(Collected data entries)
══════════
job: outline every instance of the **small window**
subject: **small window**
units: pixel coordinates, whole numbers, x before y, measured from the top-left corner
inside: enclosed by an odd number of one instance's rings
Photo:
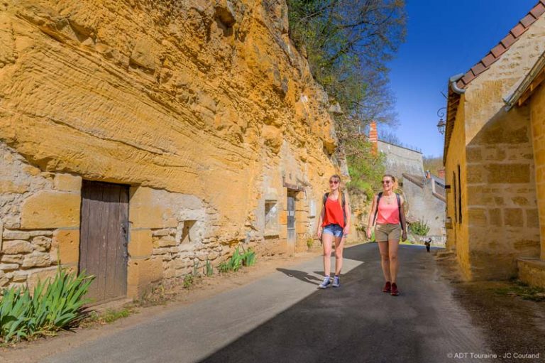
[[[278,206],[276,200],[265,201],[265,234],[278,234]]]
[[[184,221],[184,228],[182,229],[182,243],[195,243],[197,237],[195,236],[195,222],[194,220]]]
══════════
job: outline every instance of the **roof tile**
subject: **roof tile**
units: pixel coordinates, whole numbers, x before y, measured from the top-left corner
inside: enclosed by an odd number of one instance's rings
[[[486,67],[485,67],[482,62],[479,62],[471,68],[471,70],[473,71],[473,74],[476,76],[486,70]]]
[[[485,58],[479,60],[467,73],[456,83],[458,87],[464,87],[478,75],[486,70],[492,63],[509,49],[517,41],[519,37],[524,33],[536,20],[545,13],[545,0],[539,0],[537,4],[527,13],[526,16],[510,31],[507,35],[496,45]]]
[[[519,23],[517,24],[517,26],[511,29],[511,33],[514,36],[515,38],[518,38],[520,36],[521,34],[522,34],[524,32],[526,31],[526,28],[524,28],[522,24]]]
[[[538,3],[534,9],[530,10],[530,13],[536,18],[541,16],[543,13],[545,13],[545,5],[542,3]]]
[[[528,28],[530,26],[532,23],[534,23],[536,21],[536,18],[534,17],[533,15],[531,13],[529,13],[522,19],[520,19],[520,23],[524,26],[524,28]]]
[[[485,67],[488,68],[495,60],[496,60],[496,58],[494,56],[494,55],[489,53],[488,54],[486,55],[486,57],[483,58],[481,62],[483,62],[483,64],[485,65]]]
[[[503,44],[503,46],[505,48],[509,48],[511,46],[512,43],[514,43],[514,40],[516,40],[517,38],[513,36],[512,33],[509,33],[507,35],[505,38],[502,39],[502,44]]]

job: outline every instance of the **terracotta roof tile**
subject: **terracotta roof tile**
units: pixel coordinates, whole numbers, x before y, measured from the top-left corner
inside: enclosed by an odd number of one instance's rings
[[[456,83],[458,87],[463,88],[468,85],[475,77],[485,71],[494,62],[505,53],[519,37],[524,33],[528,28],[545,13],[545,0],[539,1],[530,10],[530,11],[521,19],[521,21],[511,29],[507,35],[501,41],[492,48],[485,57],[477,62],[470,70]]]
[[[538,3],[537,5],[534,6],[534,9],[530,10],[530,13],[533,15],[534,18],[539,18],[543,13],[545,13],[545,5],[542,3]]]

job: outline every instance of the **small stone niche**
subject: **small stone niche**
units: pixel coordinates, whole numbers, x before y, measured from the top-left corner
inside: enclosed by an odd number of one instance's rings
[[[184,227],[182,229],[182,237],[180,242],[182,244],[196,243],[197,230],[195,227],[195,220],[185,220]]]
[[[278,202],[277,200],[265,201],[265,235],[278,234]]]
══════════
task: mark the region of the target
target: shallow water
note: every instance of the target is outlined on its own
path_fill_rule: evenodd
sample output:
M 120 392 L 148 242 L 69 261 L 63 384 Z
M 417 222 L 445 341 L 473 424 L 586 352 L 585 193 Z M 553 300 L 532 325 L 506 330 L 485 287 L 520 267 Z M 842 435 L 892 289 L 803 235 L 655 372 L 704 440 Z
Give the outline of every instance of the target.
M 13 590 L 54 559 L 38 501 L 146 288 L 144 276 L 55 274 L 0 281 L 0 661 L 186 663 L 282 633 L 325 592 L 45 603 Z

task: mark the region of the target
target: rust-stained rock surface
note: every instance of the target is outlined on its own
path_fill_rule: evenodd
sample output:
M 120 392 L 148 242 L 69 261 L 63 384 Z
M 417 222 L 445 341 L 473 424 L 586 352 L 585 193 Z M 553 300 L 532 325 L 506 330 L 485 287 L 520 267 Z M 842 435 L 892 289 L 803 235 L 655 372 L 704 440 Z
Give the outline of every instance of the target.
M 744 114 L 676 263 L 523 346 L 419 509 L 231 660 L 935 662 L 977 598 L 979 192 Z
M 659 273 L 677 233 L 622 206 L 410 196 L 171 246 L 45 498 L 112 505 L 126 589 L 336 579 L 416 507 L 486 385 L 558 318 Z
══════════
Aim of the exercise
Starting at the line that contains "job: outline every instance of the **small window**" and ending with the line that contains "[[[278,206],[276,200],[265,201],[265,234],[278,234]]]", give that material as a JSON list of strings with one string per line, skipping blank lines and leaving out the picture.

The response
[
  "job: outline every instance of the **small window**",
  "subject: **small window**",
  "units: pixel coordinates, whole numbers, x before y, measured from the top-left corner",
  "inside: enclosed by an odd number of one instance's rings",
  "Photo:",
  "[[[278,206],[276,200],[265,201],[265,234],[278,234]]]"
]